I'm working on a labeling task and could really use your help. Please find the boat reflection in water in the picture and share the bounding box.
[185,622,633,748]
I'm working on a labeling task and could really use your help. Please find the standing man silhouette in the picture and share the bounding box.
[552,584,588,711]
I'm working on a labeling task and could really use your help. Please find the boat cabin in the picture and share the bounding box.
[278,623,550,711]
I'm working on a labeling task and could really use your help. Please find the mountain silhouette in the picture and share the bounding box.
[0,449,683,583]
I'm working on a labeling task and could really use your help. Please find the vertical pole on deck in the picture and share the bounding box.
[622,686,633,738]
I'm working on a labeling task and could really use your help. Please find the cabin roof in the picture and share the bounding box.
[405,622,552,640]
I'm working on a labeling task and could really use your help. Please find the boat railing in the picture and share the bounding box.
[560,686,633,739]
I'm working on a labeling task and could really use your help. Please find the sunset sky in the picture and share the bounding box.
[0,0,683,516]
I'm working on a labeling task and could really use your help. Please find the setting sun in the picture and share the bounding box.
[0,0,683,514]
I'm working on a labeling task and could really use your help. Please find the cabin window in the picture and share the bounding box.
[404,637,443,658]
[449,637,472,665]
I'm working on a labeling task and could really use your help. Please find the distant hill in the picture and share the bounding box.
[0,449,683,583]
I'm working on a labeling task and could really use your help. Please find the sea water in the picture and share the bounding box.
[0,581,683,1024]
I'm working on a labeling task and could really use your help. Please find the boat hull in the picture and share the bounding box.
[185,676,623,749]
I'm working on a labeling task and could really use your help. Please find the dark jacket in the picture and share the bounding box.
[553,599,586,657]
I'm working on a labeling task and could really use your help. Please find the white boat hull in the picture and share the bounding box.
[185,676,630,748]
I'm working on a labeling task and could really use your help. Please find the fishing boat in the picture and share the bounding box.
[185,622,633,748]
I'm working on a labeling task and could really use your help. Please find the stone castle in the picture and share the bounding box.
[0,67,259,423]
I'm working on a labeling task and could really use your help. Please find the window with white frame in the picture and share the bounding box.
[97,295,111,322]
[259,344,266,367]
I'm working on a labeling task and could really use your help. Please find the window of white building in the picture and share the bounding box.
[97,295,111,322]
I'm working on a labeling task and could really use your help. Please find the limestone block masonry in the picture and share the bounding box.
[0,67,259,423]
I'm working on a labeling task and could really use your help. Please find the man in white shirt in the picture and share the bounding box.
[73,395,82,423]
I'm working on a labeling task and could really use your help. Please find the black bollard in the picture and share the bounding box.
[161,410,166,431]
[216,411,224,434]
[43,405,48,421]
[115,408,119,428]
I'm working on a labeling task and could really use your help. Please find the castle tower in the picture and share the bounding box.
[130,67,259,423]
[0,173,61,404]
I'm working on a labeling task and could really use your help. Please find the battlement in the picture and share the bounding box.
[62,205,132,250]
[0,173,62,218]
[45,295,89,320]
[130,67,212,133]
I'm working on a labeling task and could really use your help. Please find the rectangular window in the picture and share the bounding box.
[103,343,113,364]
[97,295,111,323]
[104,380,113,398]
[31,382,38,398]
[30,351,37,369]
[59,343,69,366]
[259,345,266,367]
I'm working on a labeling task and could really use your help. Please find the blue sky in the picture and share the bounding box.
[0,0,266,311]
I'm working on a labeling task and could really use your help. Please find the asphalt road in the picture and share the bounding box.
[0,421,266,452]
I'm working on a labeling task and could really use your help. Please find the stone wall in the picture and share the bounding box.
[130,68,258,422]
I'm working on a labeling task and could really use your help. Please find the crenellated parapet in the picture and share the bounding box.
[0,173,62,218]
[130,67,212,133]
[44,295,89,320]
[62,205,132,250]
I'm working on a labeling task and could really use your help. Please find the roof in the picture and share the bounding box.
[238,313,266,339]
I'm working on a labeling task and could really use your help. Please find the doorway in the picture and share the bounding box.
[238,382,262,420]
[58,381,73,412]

******************************

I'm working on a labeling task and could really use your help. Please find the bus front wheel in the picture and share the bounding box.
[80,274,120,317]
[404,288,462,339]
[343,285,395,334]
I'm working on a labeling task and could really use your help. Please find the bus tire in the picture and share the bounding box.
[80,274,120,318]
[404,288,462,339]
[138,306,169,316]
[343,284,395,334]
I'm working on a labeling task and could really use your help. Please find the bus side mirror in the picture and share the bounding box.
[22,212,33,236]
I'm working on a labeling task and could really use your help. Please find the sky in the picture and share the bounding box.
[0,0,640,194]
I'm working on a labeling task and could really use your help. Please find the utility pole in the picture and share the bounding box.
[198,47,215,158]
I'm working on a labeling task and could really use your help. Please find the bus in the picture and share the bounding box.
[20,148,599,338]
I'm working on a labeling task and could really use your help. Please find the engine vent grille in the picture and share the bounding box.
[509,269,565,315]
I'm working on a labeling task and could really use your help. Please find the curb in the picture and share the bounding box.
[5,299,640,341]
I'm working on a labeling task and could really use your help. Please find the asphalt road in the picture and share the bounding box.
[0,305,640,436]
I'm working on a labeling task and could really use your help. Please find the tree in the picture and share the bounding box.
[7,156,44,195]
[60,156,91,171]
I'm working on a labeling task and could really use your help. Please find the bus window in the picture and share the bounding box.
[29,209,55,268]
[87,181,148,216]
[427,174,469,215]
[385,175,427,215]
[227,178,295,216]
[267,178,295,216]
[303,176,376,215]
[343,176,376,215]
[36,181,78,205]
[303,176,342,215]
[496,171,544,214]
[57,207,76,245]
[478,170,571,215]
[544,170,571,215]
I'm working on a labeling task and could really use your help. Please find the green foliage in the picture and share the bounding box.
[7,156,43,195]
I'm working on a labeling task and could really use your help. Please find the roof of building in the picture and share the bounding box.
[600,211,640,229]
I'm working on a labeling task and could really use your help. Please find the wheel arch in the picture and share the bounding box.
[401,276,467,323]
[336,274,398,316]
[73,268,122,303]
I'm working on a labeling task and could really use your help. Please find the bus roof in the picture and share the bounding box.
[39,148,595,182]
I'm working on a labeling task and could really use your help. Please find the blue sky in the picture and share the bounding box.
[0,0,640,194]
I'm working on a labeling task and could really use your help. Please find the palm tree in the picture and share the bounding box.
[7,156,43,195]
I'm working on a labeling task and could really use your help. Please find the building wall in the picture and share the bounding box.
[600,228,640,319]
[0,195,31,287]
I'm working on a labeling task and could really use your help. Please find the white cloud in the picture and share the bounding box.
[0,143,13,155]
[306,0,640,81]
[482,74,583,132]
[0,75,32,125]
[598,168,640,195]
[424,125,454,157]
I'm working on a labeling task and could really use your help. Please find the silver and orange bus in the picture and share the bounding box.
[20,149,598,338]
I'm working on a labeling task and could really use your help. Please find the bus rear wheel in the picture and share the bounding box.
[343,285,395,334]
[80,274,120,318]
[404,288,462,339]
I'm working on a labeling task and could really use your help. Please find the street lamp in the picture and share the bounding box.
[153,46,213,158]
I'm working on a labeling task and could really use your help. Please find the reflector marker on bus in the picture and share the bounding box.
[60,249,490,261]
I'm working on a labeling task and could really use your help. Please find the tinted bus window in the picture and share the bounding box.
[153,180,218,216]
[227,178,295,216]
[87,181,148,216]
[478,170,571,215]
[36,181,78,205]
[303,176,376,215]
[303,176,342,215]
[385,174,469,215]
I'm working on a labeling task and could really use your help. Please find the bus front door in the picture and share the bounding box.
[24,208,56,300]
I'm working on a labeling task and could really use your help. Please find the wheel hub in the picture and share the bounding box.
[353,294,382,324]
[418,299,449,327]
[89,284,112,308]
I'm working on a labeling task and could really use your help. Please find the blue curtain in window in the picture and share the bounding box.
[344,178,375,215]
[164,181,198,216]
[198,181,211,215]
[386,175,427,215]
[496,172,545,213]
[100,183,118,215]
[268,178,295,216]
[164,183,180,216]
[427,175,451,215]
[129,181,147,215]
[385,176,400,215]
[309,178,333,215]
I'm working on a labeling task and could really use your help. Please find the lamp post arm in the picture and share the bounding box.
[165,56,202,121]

******************************

» Objective: Report each line of the records above that contains the word "building". Case counts.

» Task result:
I'm working on a labeling task and could really use your help. Please find the window of white building in the picture and share the bounding box.
I'm working on a labeling task and could really use your help. Please find the roof of building in the picture and share the bounding box.
I'm working on a labeling task and could really use your help. Please find the building wall in the picture and share the bounding box.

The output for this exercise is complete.